%%

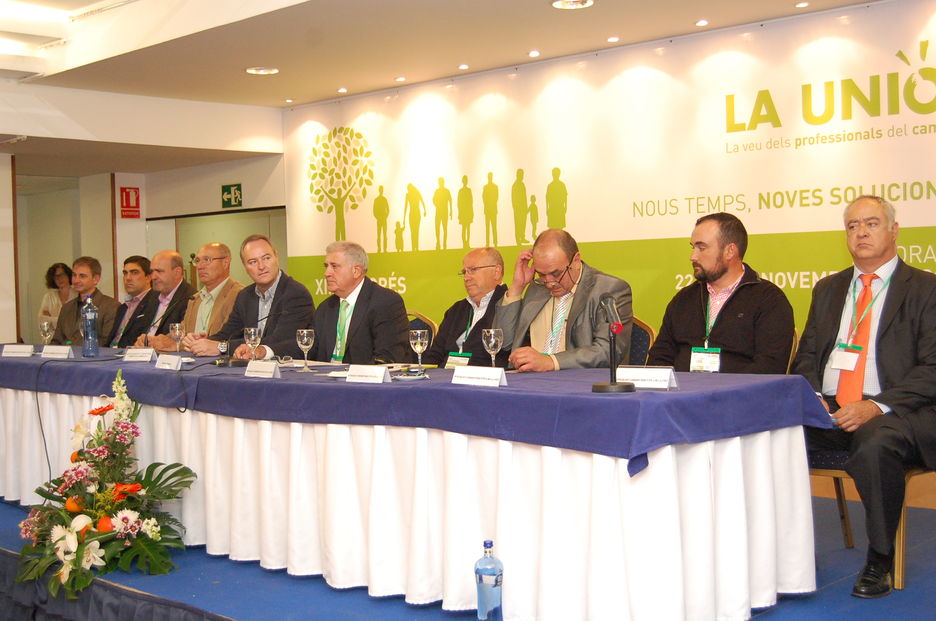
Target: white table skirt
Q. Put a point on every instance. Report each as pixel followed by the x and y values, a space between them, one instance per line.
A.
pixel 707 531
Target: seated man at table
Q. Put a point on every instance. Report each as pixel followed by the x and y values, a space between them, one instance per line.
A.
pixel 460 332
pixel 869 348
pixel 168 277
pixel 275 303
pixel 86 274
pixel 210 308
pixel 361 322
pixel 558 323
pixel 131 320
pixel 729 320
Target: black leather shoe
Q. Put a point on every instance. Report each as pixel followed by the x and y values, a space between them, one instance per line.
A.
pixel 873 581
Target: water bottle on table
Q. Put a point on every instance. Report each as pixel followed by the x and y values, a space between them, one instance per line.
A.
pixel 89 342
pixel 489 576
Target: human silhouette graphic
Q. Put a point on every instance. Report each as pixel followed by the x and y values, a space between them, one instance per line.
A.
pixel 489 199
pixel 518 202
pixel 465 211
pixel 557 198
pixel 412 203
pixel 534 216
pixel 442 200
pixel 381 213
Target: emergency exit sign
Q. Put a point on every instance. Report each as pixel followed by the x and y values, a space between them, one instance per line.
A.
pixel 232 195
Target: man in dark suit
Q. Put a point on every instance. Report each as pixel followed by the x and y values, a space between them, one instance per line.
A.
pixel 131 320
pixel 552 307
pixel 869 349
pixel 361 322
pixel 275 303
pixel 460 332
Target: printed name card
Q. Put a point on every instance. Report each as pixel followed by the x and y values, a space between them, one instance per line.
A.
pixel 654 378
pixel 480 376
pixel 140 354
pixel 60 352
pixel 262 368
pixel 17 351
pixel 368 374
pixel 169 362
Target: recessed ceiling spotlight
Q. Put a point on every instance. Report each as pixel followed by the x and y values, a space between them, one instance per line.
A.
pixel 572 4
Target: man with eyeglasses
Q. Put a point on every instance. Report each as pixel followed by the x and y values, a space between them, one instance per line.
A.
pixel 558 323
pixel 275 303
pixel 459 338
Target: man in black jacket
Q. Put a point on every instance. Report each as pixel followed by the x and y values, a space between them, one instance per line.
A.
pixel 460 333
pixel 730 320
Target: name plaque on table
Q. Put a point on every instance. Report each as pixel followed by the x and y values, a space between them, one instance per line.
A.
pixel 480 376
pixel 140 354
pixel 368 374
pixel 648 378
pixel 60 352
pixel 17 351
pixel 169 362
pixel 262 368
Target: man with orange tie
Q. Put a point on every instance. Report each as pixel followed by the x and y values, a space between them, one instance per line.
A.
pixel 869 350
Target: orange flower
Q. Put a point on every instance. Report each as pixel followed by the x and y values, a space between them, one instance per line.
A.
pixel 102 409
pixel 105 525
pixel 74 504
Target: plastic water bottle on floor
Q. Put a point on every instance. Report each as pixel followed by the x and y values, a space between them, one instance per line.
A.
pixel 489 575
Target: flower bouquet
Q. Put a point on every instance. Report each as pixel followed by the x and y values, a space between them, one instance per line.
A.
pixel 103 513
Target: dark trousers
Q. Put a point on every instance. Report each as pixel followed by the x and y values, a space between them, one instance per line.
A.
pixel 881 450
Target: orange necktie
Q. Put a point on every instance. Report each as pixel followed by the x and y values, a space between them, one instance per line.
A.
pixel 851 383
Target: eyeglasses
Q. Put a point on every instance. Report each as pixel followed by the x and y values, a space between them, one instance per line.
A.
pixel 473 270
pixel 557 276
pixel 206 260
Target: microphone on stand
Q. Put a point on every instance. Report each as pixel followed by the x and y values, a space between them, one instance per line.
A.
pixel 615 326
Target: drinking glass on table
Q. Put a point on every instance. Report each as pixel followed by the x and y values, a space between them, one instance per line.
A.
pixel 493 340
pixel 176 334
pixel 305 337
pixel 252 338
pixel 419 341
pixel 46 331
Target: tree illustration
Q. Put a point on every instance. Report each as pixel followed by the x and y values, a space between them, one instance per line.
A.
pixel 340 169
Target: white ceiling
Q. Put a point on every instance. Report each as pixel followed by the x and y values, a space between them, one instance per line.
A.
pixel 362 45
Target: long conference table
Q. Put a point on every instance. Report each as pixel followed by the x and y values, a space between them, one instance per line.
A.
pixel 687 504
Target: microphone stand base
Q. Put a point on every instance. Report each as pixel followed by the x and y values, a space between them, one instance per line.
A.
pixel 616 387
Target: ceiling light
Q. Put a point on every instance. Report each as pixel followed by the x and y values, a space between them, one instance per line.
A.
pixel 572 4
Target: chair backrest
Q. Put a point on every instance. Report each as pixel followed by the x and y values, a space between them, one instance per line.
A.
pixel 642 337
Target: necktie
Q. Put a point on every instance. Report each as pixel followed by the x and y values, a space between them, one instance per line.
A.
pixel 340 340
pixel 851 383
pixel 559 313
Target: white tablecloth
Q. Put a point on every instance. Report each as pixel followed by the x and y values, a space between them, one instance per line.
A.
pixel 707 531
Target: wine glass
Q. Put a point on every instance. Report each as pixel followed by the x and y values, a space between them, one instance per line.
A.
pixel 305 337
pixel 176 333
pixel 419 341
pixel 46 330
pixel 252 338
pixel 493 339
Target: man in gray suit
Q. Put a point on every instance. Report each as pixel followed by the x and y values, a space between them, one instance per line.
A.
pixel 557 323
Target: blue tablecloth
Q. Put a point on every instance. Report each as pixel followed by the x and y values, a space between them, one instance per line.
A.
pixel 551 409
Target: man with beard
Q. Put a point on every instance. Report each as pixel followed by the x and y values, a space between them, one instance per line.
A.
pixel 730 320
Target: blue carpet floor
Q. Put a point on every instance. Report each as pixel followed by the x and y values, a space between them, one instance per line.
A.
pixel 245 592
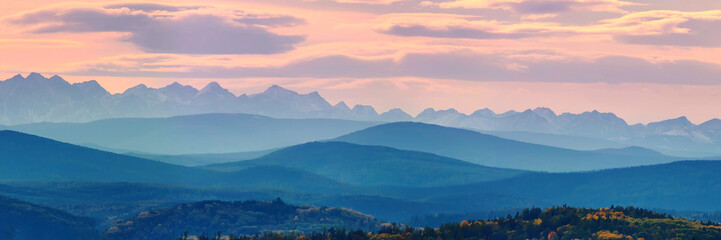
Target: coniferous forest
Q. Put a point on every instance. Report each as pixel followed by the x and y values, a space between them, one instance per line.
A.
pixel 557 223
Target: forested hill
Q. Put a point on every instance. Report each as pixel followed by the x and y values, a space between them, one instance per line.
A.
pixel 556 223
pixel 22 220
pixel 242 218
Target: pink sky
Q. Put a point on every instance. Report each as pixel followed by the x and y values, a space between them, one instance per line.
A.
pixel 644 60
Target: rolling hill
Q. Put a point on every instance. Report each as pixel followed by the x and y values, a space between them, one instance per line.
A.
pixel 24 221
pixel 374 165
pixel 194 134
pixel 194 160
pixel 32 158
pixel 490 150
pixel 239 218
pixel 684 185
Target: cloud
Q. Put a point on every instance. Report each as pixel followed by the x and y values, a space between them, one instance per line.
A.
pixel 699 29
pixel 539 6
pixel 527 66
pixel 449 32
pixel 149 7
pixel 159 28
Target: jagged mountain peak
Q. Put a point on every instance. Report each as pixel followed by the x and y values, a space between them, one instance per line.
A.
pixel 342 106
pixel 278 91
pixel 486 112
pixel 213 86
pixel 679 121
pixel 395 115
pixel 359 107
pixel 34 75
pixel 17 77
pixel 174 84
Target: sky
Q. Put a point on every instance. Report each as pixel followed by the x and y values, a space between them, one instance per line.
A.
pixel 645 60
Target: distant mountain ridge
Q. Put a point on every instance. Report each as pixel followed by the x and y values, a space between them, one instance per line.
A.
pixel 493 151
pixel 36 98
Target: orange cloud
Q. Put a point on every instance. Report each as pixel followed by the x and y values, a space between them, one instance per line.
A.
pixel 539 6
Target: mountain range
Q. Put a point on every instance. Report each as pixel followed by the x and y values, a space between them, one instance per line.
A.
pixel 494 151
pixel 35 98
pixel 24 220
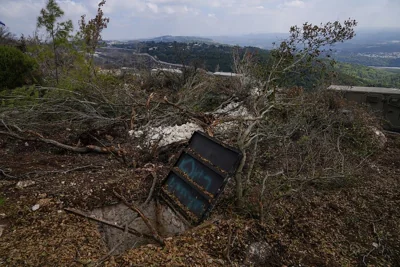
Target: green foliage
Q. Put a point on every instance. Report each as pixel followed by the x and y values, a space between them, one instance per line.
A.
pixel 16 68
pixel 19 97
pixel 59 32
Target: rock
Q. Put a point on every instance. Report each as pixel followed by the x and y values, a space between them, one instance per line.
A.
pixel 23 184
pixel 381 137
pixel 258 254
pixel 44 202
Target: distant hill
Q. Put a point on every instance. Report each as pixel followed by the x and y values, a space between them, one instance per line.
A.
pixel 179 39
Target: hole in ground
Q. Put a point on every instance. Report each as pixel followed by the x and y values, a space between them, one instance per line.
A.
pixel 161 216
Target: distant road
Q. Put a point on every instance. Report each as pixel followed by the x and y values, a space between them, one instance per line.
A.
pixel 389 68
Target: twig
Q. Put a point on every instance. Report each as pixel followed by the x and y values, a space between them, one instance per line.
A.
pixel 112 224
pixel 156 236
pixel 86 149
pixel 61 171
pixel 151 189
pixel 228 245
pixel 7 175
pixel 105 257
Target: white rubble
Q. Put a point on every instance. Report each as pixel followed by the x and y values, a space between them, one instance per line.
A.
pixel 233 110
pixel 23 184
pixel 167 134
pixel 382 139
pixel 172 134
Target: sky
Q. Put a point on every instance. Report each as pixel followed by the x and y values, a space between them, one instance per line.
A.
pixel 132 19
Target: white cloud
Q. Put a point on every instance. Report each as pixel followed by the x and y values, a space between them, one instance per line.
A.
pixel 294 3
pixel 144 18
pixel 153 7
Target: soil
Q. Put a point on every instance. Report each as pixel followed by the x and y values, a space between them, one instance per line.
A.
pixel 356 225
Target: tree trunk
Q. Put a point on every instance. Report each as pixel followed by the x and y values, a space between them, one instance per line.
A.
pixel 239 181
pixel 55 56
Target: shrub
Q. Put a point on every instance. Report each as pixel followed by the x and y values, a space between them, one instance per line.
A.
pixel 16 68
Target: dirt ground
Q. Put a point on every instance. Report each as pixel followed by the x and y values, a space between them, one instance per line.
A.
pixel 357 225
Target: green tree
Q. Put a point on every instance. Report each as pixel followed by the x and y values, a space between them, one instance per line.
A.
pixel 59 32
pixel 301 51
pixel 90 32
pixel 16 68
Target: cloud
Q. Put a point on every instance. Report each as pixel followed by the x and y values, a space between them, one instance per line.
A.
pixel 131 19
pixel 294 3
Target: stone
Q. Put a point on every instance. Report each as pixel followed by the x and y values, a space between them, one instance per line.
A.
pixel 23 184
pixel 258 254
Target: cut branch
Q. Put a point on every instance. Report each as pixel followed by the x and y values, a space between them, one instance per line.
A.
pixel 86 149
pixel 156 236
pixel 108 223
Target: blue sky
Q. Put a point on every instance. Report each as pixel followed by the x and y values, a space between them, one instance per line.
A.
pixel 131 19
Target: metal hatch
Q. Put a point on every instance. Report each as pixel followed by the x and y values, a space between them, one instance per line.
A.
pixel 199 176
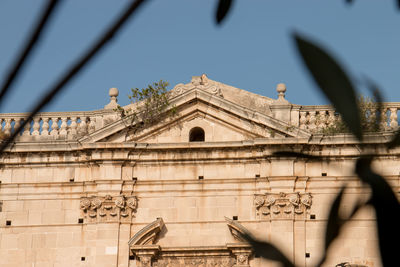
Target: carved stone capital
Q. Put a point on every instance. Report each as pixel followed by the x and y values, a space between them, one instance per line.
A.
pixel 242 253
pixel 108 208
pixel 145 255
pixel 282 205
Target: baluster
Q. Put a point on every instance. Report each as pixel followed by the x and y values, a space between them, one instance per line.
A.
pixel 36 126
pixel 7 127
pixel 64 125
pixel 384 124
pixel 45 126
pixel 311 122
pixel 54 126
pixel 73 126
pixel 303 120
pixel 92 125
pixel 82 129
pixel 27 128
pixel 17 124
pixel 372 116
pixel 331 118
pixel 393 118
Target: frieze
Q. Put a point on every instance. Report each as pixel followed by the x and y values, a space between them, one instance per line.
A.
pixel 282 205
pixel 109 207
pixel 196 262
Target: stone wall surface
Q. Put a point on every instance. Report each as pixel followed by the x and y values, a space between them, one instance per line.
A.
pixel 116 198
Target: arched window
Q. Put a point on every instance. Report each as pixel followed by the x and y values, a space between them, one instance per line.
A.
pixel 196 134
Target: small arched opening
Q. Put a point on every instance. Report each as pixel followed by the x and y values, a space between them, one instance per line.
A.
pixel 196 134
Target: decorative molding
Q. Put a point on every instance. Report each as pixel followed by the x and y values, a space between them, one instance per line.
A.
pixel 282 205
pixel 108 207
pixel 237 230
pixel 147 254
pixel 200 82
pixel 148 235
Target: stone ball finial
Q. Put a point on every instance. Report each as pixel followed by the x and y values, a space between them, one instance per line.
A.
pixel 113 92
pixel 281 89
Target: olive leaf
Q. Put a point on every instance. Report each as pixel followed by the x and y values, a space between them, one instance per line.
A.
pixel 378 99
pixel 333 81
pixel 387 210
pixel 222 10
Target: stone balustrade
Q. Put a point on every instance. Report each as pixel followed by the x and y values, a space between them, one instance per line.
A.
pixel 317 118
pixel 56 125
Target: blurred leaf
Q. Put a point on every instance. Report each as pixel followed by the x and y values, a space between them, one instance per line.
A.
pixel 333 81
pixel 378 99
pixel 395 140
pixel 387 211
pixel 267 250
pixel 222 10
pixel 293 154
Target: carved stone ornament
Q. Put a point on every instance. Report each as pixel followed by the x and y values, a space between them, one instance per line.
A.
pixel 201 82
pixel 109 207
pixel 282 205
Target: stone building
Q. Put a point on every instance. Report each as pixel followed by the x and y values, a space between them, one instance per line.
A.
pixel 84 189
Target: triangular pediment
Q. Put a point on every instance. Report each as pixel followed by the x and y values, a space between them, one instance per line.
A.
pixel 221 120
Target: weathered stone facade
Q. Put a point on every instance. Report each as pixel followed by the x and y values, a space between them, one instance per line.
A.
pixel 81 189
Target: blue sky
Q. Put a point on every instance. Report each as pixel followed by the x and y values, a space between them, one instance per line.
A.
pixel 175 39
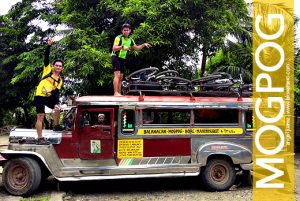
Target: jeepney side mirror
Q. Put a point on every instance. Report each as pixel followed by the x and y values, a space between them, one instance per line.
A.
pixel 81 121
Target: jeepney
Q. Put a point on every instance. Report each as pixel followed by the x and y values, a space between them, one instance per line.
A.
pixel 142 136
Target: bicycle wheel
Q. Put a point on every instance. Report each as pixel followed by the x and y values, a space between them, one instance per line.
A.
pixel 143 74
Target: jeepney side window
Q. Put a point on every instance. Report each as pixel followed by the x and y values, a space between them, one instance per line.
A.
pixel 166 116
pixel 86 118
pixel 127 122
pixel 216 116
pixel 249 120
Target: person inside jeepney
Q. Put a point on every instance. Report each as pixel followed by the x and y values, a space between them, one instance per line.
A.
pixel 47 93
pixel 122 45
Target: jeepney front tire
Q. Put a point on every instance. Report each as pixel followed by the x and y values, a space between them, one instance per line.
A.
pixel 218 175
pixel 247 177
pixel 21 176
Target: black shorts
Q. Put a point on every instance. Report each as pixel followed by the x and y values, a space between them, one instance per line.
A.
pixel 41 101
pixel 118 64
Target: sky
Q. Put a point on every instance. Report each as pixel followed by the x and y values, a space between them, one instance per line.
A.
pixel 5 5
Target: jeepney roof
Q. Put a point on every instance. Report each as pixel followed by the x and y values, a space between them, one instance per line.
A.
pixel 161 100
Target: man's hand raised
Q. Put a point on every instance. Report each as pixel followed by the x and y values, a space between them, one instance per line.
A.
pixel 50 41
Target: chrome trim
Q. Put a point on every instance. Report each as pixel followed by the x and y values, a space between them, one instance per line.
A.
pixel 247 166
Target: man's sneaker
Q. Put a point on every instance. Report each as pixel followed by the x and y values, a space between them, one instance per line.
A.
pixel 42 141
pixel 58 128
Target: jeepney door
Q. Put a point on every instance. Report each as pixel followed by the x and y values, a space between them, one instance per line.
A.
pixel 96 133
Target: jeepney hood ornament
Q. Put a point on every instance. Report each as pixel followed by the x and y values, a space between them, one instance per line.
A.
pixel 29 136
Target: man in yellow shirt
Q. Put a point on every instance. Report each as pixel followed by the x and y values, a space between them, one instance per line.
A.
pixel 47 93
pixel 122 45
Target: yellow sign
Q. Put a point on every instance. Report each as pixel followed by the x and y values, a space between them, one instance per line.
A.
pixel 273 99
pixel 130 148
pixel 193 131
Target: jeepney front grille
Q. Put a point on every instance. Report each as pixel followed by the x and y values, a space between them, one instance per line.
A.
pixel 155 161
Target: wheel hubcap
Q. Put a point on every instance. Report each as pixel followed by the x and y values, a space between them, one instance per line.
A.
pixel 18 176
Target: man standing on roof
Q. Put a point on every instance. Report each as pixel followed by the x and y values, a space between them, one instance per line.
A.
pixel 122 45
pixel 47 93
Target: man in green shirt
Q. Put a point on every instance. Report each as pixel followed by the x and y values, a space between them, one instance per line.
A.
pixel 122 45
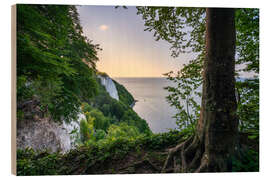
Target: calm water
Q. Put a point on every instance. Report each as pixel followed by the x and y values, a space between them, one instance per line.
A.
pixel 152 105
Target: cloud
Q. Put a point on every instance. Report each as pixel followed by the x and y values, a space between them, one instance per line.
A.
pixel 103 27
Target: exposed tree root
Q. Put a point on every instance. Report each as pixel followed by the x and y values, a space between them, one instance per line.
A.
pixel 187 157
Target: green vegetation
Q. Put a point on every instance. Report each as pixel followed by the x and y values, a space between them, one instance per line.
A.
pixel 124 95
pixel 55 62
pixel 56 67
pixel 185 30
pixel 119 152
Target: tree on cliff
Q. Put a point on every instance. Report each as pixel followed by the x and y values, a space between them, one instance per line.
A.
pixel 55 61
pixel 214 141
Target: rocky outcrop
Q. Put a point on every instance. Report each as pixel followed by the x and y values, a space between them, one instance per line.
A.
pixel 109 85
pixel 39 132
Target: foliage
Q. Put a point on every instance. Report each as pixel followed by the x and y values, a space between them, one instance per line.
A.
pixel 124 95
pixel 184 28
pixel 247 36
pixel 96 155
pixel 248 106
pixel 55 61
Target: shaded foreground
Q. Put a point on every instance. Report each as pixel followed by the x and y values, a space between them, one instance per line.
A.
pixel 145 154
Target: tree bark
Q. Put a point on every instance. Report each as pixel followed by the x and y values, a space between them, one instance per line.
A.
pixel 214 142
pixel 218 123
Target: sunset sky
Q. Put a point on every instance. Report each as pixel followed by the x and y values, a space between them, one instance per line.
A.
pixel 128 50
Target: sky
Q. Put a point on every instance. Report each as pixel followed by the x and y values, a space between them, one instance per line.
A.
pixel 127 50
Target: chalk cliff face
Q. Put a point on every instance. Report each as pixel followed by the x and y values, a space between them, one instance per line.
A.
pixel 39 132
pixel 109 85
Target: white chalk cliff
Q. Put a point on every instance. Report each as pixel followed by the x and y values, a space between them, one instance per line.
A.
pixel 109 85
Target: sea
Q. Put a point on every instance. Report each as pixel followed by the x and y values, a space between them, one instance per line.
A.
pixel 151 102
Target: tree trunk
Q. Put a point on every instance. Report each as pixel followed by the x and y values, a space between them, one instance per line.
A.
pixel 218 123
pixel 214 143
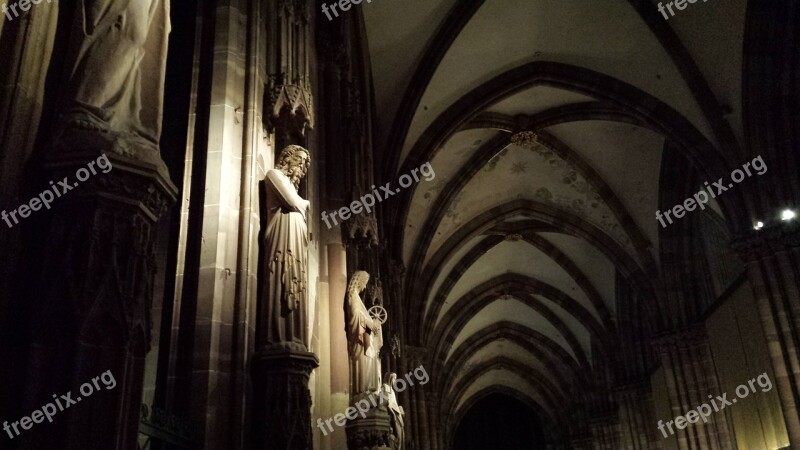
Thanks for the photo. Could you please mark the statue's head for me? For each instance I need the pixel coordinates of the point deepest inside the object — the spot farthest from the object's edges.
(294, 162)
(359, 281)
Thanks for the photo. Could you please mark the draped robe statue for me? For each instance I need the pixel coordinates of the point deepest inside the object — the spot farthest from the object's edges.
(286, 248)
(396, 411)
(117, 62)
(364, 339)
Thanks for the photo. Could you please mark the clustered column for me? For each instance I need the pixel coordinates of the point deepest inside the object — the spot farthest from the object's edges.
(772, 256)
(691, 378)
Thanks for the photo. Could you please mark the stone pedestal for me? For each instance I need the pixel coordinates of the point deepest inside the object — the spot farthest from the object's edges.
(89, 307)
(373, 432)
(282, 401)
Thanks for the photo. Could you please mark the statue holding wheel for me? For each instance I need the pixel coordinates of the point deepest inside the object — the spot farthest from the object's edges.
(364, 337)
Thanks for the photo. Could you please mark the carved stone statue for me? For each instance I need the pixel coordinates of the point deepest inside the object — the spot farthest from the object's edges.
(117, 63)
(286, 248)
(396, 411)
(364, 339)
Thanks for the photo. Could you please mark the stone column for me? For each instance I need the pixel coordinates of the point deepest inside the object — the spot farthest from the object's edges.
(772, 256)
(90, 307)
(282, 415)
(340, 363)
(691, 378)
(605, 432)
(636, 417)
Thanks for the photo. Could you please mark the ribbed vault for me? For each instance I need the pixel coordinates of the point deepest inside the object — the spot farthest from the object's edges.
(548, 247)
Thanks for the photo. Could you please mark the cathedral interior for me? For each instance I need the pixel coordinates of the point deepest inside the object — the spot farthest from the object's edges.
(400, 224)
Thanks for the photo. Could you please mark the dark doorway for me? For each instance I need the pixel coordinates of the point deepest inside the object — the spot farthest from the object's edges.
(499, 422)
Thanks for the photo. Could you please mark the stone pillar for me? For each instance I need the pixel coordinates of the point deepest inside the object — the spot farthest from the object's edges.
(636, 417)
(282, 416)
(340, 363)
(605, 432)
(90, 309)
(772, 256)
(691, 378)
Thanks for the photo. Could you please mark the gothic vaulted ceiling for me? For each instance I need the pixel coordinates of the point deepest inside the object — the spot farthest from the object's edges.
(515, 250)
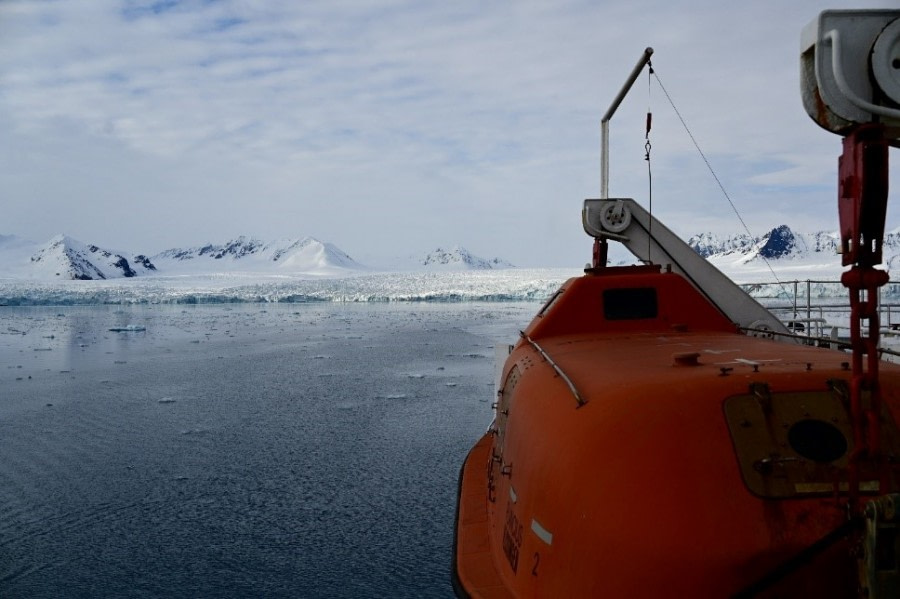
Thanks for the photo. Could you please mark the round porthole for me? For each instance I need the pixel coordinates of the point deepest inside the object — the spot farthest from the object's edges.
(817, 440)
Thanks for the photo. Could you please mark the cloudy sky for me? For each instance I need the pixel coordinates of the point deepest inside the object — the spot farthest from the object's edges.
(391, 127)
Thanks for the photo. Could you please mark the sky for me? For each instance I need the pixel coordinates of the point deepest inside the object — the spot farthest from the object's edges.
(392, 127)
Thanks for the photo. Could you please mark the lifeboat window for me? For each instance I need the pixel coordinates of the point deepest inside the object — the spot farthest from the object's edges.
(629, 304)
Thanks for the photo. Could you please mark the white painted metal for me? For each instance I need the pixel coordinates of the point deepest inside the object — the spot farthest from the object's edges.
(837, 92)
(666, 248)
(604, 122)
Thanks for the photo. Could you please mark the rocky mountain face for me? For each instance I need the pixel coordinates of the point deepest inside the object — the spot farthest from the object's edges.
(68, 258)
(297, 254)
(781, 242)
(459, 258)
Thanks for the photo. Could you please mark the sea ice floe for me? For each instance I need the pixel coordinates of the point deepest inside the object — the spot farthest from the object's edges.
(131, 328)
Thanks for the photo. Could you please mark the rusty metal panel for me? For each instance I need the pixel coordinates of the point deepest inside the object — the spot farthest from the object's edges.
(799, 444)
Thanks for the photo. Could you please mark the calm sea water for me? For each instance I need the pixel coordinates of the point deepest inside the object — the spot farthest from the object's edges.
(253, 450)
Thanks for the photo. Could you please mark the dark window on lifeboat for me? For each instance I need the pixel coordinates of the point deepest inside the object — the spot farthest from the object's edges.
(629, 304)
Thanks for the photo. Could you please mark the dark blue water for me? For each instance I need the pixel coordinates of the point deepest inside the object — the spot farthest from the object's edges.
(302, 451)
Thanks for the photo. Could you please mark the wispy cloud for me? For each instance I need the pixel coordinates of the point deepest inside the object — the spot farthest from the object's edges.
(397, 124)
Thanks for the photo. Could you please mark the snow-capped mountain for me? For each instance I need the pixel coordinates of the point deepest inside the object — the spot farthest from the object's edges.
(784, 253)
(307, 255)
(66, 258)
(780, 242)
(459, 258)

%%

Copy out the lines starting at the one containing "Target: coniferous forest" and ending at the one containing "pixel 242 218", with "forested hill" changed to "wooded hill" and everything else left as it is.

Target: coniferous forest
Q. Put a point on every instance. Report each as pixel followed by the x and y values, a space between them, one instance per line.
A.
pixel 557 223
Target: wooded hill
Q. Put a point on every instance. Report each as pixel followed by the x and y values, a space between them, one instance per line.
A.
pixel 556 223
pixel 22 220
pixel 242 218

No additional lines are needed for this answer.